● Exercise task:
Rescale the records starting at the line that contains "I need to know where the jet engine" and ending at the line that contains "[92,289,204,355]". Write out every line of that span, with the wording lines unchanged and each bounding box coordinate multiplied by 2 and rounded to a whole number, halves up.

● Information provided:
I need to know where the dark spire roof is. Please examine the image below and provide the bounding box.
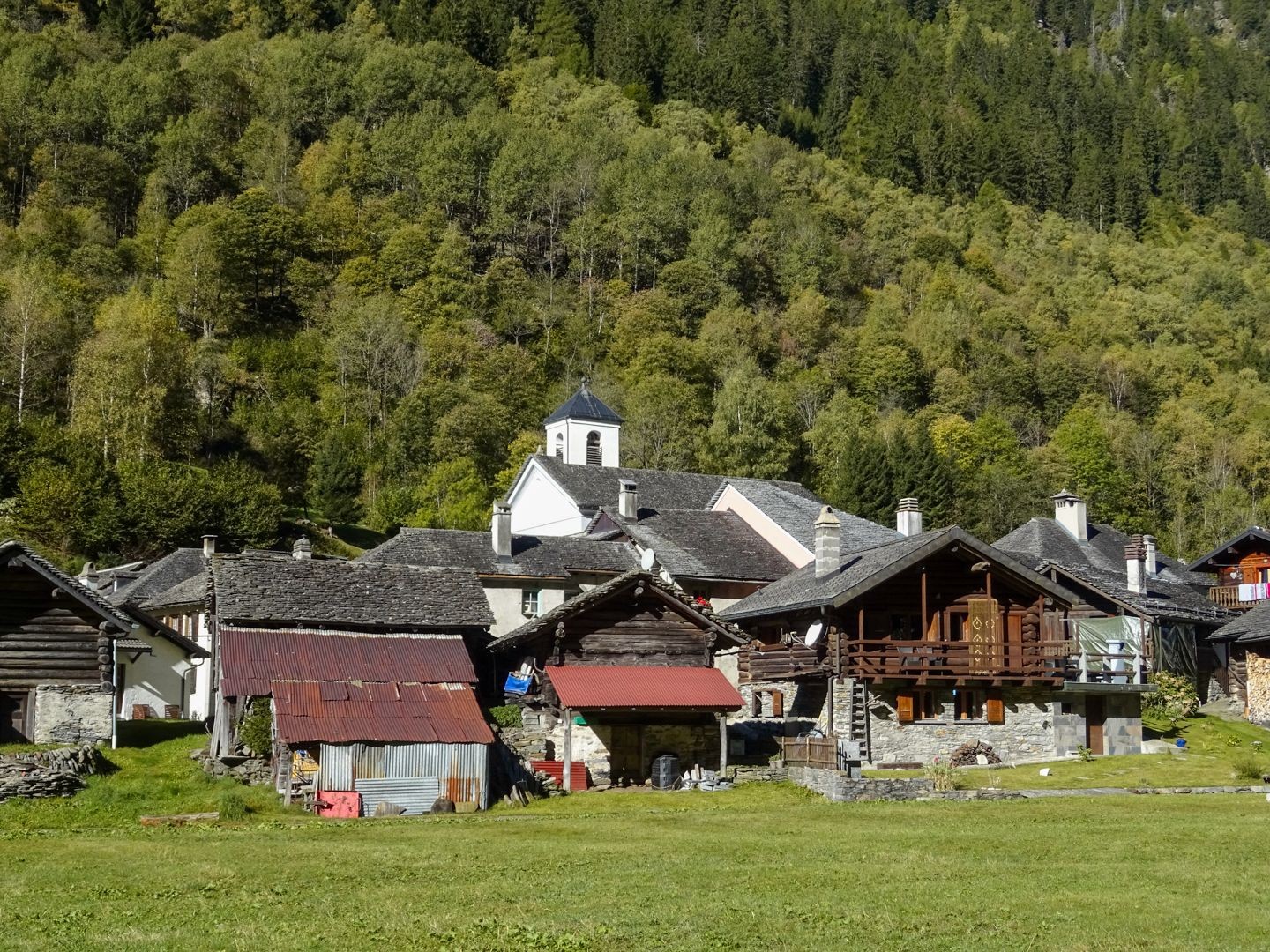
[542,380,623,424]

---

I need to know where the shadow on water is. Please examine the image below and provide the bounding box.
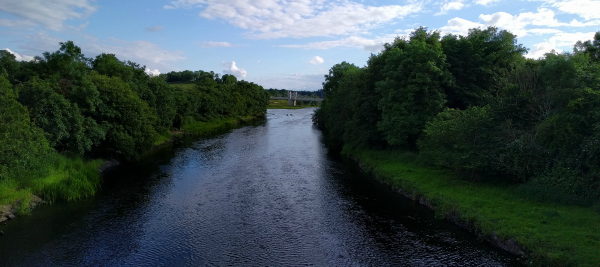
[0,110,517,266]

---

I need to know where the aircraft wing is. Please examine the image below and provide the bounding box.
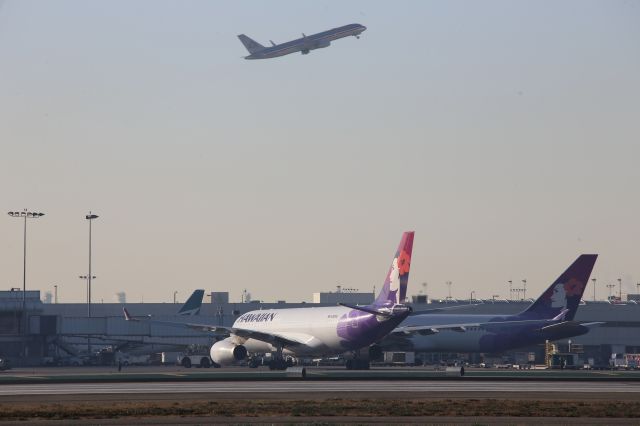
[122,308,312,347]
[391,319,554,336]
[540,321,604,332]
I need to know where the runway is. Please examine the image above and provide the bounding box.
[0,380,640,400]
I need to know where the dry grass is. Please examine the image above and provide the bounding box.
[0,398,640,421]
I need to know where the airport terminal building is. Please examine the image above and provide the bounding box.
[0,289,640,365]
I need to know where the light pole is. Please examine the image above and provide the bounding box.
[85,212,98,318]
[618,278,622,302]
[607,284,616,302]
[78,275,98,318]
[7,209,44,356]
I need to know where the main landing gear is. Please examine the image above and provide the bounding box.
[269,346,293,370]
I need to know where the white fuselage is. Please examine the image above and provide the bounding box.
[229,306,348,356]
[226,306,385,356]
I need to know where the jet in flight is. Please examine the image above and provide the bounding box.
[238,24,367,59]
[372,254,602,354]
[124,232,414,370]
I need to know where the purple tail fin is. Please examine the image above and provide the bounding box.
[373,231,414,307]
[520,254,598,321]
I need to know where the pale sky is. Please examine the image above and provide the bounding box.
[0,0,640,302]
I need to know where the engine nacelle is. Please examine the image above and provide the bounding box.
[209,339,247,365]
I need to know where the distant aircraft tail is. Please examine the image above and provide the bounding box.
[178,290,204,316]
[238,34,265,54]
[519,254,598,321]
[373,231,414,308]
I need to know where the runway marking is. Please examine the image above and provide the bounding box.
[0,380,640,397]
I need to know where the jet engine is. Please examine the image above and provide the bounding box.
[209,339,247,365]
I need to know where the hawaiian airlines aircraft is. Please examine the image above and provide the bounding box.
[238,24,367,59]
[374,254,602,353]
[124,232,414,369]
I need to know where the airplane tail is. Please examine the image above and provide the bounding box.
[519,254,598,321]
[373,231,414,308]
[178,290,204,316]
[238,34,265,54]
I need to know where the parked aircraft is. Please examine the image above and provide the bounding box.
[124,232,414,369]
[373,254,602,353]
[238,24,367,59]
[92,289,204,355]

● Exercise result:
I need to know where the jet engine is. Please examine the image above and provide the bounding box.
[418,678,494,730]
I need to know where the hawaiian airlines aircraft is. Please examine the image above and provide the bounding box.
[476,48,734,118]
[748,508,1204,706]
[248,464,828,738]
I need to know where the airplane tail is. Please examine the image above and provide the bounding box.
[1038,508,1196,642]
[746,462,828,616]
[356,580,408,632]
[476,68,530,108]
I need to know where the parked aircraft is. Please examine the image above and provide the bounding box.
[248,464,828,738]
[746,508,1204,706]
[476,48,734,118]
[184,578,408,710]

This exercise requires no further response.